La prima volta
della “Traviata” a Sant’Ambrogio
Sabato 7 dicembre, Sant’Ambrogio, la stagione
2013-2014 del Teatro alla Scala viene inaugurata con Traviata di Giuseppe
Verdi. E’ una serata molto speciale per varie ragioni: i biglietti dei
posti di platea e dei palchi centrali hanno un prezzo di 2400 euro cadauno (in
parte deducibile dalla imposte perché il ricavato verrà versato in
beneficienza); il Comune di Milano ha deciso di porre in vendita i biglietti
che gli spettano in quanto socio fondatore; i giornalisti ed i critici non sono
stati ammessi alla serata per i giovani del 4 dicembre e pochissimi sono quelli
accreditati per il 7 dicembre. Molti vedranno ed ascolteranno l’opera delle
repliche successive. Al tempo però lo spettacolo potrà essere seguito in circa
1500 sale in tutto il mondo specialmente attrezzate per l’alta definizione
visiva e sonora, nonché sui RAI5.
• • • • •
## Elenco dei compiti
A) Ricopia dall'articolo sulla Traviata alla Scala il passo compreso tra "La prima volta" e "nonché sui RAI5.", estremi inclusi.
B) Prosegui l'articolo sulla Traviata alla Scala dopo la sua ultima frase.

## Dati forniti
• • • • •
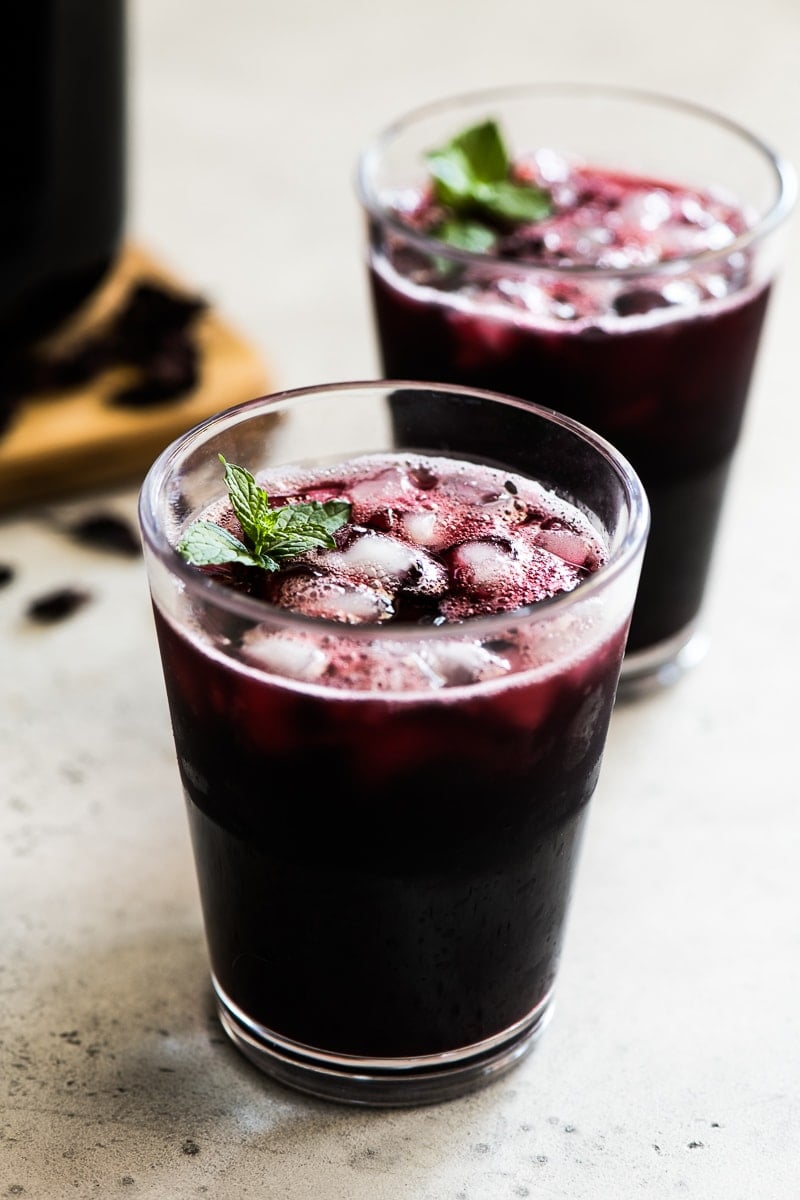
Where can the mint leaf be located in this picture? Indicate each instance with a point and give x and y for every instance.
• • • • •
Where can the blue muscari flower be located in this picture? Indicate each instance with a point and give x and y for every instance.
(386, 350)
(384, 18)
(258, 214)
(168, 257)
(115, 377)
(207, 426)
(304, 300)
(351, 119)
• • • • •
## Soluzioni
A)
La prima volta
della “Traviata” a Sant’Ambrogio
Sabato 7 dicembre, Sant’Ambrogio, la stagione
2013-2014 del Teatro alla Scala viene inaugurata con Traviata di Giuseppe
Verdi. E’ una serata molto speciale per varie ragioni: i biglietti dei
posti di platea e dei palchi centrali hanno un prezzo di 2400 euro cadauno (in
parte deducibile dalla imposte perché il ricavato verrà versato in
beneficienza); il Comune di Milano ha deciso di porre in vendita i biglietti
che gli spettano in quanto socio fondatore; i giornalisti ed i critici non sono
stati ammessi alla serata per i giovani del 4 dicembre e pochissimi sono quelli
accreditati per il 7 dicembre. Molti vedranno ed ascolteranno l’opera delle
repliche successive. Al tempo però lo spettacolo potrà essere seguito in circa
1500 sale in tutto il mondo specialmente attrezzate per l’alta definizione
visiva e sonora, nonché sui RAI5.

B)
C’è molto attesa perché è la prima volta che Traviata
viene scelta per inaugurare una stagione scaligera. La ragione è che un’opera
solo all’apparenza “facile”, “accattivante” ed “orecchiabile”, in effetti ci
vorrebbero almeno due soprani con differente vocalità (uno lirico di coloratura
nella prima parte ed uno drammatico nella seconda; lo spartiacque è l’arioso
Amami Alfredo al secondo atto), il tenore ha una cabaletta difficilissima sui
suoi ‘bollenti spiriti’ al secondo atto. Anche la concertazione non è affatto
facile a ragione e delle varie tinte che assume l’orchestra e dell’esigenza di
un delicato equilibrio tra palcoscenico e buca.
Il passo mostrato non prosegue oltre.